Exercises to complete:
(1) In the corporate personhood comment, write out the stretch from "But the existing" through "by getting dissolved." again, swapping "death penalty" for "capital punishment".
(2) List the properties of the existing juridical-person concept that the corporate personhood comment names as ones we want.

Supplied passage:
Comment by thfuran

3 months ago

But the existing concept by and large has the properties we want. The ability to form contracts, to be held civilly or criminally liable for misconduct, to own property, etc. That we say something is a juridical person isn't some kind of moral claim that it's equivalent in importance to a human, it's just a legal classification.

Corporations can be held criminally liable, but they can't go to prison. And while lots of countries have gotten rid of the death penalty, a corporation can actually be "executed" by getting dissolved.

I think these are some pretty big deals.

At least for me, the problem is that making them completely equivalent in a legal sense has undesirable outcomes, like Citizens United. Having distinct terms allows for creating distinct, but potential overlapping sets of laws/privileges/rights. Using the same term makes it much harder to argue for distinctions in key areas

  • But they aren't completely equivalent. Natural persons can vote; juridical persons cannot. Natural persons have a constitutional right to avoid self-incrimination; juridical persons do not; etc. There's just a lot in common between the two, because it makes sense for there to be a lot in common. Citizen's United v FEC was a transparently terrible ruling, but it was in no way implied by the mere existence of corporate personhood. It was a significant expansion of the interpretation of corporate personhood that directly overturned a prior supreme court ruling on campaign finance regulation.

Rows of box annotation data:

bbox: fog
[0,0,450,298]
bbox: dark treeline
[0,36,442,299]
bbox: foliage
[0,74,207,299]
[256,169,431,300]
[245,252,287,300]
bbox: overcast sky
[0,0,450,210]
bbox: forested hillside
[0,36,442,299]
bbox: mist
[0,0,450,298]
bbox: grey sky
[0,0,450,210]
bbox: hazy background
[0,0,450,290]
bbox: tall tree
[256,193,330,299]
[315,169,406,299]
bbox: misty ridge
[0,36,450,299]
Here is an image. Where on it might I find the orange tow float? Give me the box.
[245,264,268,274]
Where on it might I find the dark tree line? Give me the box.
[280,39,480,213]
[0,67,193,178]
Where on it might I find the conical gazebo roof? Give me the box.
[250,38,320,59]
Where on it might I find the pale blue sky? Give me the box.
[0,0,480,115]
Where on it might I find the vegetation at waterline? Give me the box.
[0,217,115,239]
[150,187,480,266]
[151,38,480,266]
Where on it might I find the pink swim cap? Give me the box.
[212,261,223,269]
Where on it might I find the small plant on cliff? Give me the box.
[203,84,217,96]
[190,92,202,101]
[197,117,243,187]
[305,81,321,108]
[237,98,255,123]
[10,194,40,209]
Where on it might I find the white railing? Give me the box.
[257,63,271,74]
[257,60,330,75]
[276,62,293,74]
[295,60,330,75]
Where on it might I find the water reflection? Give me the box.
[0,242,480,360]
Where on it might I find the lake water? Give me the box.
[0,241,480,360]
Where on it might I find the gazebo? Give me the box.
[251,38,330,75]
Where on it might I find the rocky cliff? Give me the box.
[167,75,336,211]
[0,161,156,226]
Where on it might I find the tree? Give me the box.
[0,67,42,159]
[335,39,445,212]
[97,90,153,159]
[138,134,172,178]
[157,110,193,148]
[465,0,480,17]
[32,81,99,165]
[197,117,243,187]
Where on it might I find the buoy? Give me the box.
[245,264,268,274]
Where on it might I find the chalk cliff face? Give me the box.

Solutions below:
(1)
But the existing concept by and large has the properties we want. The ability to form contracts, to be held civilly or criminally liable for misconduct, to own property, etc. That we say something is a juridical person isn't some kind of moral claim that it's equivalent in importance to a human, it's just a legal classification.

Corporations can be held criminally liable, but they can't go to prison. And while lots of countries have gotten rid of the capital punishment, a corporation can actually be "executed" by getting dissolved.

(2)
- The ability to form contracts
- The ability to be held civilly or criminally liable for misconduct
- The ability to own property